■ Aim of the exercise
Copy the entries below word for word, from the line containing "Q: For every instance of the license" through the end of the entries.
+++ Data rows +++
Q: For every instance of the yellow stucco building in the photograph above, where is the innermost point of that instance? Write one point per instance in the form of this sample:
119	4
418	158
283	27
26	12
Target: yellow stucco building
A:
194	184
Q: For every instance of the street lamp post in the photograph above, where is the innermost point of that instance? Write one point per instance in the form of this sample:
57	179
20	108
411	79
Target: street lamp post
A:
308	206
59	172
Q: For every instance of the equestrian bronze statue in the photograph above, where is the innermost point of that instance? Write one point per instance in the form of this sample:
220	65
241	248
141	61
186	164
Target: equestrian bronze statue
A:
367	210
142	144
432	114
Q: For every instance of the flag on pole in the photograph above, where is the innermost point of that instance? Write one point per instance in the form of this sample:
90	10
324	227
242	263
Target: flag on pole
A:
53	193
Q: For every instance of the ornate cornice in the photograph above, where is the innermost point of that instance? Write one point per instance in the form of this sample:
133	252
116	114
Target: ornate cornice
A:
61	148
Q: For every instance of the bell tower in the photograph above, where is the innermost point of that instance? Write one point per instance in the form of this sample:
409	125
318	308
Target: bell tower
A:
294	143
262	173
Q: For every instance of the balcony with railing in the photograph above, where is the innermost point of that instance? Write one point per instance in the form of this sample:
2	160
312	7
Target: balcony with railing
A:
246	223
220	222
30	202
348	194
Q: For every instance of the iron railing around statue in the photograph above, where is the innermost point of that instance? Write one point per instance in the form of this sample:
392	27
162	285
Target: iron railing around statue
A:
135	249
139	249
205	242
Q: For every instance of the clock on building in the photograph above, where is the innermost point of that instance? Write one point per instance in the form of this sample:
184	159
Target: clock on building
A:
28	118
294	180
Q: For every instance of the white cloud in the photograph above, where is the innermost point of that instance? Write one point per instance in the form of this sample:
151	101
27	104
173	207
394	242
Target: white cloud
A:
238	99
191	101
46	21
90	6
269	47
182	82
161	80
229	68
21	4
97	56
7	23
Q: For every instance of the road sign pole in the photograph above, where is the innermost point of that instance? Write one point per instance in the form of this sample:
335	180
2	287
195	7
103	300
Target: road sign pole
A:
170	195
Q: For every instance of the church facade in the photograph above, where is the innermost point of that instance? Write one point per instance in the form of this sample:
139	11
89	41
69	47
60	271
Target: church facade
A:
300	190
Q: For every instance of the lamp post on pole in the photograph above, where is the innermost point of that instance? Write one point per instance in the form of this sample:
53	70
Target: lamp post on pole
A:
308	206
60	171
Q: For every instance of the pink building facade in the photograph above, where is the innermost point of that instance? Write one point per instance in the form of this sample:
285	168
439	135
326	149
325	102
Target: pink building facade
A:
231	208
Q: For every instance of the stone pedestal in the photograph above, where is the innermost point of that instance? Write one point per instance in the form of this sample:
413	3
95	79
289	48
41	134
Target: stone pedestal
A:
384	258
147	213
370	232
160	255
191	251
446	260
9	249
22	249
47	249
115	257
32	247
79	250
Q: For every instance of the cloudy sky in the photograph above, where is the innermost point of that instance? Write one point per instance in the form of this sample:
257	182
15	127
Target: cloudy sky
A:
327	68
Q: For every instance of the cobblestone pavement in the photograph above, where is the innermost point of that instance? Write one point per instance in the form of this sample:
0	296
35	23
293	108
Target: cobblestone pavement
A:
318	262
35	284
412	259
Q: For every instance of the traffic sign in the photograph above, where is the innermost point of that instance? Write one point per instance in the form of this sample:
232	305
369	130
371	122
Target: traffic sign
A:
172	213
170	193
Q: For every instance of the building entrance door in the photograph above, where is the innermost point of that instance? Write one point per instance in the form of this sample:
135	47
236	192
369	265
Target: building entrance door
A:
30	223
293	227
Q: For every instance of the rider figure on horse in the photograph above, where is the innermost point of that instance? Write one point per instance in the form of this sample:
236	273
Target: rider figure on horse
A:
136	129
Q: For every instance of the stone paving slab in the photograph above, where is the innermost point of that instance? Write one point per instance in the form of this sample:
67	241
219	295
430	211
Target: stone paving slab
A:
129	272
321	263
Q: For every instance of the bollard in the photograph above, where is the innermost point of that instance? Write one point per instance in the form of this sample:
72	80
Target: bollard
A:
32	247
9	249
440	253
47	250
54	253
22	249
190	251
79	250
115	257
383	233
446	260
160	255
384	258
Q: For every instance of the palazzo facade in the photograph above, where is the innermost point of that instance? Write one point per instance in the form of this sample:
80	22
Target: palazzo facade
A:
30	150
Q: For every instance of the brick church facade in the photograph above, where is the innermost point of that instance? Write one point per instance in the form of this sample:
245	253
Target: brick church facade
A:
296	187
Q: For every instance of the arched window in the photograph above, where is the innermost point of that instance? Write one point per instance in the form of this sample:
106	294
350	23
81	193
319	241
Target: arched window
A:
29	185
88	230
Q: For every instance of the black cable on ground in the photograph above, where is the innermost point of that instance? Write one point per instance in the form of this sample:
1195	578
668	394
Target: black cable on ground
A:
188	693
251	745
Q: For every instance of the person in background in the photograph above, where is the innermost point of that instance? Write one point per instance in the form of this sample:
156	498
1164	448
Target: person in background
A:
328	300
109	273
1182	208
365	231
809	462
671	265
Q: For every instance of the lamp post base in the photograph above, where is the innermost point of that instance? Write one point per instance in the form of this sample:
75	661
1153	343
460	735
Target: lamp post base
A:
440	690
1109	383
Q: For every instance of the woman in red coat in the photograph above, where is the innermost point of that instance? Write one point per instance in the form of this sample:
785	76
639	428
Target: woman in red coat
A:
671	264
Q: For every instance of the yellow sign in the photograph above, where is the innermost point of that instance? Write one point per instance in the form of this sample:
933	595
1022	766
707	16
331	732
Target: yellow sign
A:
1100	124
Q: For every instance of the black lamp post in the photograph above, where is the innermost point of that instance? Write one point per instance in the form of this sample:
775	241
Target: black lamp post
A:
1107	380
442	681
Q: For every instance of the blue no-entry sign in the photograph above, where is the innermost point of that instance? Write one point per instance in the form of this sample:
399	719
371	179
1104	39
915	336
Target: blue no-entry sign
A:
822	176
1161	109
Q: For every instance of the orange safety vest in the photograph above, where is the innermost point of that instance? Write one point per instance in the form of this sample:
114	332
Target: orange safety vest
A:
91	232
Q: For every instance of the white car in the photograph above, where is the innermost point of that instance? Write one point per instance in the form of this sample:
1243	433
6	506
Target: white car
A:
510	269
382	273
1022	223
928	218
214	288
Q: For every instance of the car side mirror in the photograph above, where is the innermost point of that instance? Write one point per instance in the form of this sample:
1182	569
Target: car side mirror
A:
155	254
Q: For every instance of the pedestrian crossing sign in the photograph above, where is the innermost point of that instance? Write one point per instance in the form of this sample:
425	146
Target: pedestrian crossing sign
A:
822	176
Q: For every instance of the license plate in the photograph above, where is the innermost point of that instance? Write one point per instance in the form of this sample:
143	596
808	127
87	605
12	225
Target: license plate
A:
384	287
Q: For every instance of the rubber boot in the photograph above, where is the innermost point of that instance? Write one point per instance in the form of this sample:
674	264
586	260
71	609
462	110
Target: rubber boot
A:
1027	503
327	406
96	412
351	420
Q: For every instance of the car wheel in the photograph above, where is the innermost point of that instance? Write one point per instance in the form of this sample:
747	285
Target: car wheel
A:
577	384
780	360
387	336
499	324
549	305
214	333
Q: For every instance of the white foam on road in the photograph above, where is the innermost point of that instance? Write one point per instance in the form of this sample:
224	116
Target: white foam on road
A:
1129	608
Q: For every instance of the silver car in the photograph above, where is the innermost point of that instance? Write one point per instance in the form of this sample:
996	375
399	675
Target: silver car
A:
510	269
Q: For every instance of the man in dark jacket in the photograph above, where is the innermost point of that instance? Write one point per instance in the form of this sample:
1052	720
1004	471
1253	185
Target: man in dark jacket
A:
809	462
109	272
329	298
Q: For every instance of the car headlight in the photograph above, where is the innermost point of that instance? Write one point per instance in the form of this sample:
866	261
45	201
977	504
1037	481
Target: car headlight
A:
+++
■ Output of the task
Q: For every instance of the license plate in the photograph above, where is the innermost point of that instance? Write one point per instance in the form of this sample:
143	596
808	127
87	605
12	225
Target: license plate
A:
384	287
Q: For every instance of the rubber boot in the photograph above, where is the innermost point of that instance? Write one point per instance in the form of this sample:
674	264
586	260
71	609
462	110
Target: rubber boot
A:
1027	503
327	406
96	412
351	420
Q: For every instance of the car wheel in the photograph above, where is the innermost point of that instance? Write one point per instance in the form of this sample:
747	285
Target: car wheel
A:
577	384
780	360
387	336
499	324
549	305
214	333
Q: For every instance of the white foam on road in the photograph above, where is the innermost point of that instance? Write one point per instance in the form of this sample:
224	116
Target: white foam on road
A:
1129	608
Q: For every instance of the silver car in the photograph above, where is the innermost point of that instance? Write one point per instance in the form of this sample:
996	375
399	675
Target: silver car
A:
510	269
Q: For every instance of the man in dark jacket in the photograph above, where is the innermost point of that instance? Write one point per instance in the form of this sample:
1052	720
1004	471
1253	185
Target: man in dark jacket
A:
809	462
109	272
329	298
Q: For every instance of the car headlight in the photograph above, where is the innermost point of that instance? Write one point per instance in the form of this sample:
866	261
45	201
977	504
1037	481
Target: car headlight
A:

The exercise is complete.